◆ Requirements: Gather every line in the entries that contains the string "black". Case counts, so copy only lines where it appears with matching capitalization.

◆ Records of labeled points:
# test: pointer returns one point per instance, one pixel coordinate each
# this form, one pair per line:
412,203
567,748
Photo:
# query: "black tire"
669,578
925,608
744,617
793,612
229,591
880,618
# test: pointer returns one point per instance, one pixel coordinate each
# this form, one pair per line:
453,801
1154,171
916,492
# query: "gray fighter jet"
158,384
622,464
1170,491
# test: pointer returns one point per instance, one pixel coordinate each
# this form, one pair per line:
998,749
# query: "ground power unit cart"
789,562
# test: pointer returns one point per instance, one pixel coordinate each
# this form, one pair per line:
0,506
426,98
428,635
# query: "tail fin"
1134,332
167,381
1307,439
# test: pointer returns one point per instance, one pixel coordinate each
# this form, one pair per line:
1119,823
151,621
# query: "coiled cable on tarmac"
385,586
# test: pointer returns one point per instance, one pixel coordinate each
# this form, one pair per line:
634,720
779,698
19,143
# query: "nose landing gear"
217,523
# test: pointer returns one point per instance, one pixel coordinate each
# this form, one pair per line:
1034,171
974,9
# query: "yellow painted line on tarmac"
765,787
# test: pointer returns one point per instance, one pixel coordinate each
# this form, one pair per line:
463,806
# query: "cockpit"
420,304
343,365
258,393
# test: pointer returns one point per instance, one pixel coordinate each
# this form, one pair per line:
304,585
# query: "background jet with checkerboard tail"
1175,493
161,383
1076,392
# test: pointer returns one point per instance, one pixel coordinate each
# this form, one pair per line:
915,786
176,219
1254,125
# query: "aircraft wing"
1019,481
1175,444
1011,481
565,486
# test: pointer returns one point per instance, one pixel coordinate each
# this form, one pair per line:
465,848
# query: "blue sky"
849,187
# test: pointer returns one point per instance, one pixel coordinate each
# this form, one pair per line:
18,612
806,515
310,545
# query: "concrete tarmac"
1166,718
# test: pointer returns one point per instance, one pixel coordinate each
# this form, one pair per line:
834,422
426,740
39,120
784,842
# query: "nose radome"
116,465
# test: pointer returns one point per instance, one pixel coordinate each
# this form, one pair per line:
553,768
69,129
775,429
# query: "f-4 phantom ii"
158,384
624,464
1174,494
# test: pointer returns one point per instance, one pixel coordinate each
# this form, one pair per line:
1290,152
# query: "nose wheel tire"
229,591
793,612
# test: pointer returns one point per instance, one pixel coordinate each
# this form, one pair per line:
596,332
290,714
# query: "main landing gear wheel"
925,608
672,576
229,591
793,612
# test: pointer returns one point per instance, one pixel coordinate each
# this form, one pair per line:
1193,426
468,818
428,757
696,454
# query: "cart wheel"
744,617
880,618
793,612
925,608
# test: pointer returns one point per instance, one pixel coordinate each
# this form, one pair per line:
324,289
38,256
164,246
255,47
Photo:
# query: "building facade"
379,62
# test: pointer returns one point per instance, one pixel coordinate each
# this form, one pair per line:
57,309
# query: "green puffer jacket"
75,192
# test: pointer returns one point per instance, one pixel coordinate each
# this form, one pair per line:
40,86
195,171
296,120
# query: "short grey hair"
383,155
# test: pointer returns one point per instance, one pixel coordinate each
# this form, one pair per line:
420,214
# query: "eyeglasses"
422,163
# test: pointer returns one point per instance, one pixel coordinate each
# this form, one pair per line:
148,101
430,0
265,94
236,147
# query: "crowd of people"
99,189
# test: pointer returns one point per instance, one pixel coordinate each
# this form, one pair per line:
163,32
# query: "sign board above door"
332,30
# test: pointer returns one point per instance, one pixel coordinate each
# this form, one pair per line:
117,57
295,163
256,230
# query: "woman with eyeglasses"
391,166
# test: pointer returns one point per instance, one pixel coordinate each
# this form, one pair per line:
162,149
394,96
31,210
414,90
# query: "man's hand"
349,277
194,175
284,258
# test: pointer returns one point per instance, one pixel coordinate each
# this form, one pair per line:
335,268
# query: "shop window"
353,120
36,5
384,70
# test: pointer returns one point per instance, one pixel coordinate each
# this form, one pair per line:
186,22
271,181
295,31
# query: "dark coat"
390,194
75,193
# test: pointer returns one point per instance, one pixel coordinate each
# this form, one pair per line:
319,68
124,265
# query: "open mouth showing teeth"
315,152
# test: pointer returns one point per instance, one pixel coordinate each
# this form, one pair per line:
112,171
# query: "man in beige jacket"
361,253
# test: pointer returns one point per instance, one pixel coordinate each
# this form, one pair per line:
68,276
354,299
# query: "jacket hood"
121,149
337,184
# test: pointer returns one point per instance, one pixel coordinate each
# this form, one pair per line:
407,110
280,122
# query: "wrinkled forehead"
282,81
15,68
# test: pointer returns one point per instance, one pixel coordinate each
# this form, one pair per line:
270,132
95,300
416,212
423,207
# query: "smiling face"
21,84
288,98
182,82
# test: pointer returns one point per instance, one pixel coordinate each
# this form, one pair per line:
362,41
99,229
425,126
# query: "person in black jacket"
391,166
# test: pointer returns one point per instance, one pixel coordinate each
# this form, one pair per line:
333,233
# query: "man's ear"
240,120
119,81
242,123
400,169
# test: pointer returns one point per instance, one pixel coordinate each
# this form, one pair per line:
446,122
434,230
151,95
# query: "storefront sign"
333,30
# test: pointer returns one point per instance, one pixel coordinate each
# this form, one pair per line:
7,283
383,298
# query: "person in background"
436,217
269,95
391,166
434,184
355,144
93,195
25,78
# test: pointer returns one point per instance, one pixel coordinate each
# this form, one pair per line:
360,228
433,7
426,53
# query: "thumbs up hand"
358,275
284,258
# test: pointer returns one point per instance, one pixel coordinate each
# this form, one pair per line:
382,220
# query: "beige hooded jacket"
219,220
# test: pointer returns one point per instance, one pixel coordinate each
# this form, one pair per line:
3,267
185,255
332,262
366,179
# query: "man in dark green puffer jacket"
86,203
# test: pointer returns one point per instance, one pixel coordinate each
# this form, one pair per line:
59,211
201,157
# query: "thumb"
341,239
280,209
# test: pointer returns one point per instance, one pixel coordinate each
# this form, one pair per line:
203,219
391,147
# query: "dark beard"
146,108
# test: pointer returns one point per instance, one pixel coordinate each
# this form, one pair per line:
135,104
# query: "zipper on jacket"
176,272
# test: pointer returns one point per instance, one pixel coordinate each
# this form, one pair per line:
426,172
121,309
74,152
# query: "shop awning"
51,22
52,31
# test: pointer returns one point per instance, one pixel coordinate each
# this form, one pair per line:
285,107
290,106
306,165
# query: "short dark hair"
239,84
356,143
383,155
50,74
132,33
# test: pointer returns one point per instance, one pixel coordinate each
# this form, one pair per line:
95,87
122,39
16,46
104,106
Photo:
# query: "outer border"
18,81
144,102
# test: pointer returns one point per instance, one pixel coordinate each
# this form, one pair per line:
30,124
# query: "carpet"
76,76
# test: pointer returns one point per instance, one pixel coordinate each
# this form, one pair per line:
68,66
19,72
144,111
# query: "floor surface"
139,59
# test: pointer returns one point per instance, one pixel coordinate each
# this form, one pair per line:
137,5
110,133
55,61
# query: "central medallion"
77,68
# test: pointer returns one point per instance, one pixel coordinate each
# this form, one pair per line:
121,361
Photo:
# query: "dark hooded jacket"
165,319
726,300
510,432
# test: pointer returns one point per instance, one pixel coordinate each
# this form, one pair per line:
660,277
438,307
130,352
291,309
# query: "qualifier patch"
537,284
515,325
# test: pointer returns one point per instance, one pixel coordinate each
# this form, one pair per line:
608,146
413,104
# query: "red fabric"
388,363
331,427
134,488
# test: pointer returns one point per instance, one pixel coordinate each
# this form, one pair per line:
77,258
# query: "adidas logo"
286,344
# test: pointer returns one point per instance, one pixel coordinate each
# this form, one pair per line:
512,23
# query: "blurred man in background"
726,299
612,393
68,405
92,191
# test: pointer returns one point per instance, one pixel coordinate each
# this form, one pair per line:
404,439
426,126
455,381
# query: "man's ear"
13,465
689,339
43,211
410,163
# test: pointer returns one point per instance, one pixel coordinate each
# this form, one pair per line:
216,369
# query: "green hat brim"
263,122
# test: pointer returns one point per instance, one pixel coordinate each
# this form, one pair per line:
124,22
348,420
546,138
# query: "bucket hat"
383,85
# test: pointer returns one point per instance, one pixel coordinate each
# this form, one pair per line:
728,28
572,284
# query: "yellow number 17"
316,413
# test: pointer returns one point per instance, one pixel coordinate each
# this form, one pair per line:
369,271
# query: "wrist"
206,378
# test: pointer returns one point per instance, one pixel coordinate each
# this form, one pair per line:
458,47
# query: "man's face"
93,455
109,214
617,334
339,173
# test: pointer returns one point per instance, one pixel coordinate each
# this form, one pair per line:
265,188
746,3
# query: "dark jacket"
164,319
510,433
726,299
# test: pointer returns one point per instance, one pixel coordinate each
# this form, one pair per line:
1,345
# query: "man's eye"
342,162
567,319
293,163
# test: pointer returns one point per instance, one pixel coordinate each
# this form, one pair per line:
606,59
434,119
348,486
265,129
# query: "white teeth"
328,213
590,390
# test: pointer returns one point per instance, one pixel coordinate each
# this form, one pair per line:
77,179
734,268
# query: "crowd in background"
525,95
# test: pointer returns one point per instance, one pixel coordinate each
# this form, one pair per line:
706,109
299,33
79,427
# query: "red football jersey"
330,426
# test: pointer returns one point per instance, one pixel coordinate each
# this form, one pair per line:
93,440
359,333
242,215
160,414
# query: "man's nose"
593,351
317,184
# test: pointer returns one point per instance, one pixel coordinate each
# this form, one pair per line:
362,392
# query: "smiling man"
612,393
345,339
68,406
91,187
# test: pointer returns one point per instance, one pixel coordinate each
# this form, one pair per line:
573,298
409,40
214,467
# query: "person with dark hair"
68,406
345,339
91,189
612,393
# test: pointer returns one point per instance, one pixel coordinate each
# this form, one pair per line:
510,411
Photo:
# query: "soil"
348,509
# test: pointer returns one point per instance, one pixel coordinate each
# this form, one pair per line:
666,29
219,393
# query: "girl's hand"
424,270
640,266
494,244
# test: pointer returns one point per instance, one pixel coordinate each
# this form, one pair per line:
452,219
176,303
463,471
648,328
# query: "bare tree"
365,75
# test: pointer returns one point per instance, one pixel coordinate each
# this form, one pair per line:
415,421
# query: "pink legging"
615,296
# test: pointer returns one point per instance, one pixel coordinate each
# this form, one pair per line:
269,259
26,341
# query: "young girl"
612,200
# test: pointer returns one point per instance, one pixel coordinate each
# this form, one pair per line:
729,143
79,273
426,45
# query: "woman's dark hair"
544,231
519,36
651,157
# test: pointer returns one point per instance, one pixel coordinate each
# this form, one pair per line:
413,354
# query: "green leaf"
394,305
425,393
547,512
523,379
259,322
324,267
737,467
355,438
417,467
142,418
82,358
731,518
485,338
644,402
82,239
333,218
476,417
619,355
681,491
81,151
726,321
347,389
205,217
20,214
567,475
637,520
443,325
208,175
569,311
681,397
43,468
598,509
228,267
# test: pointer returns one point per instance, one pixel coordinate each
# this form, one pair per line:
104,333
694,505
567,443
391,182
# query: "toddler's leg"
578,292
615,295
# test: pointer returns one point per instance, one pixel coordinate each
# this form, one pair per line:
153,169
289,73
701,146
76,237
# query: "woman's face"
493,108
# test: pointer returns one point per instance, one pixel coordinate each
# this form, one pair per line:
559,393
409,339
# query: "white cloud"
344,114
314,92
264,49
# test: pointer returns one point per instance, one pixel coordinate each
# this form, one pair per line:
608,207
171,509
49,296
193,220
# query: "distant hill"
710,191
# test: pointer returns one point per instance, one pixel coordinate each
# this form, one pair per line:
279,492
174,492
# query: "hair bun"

◆ Solution for this problem:
# query: "black tire"
# query: "person in black jacket"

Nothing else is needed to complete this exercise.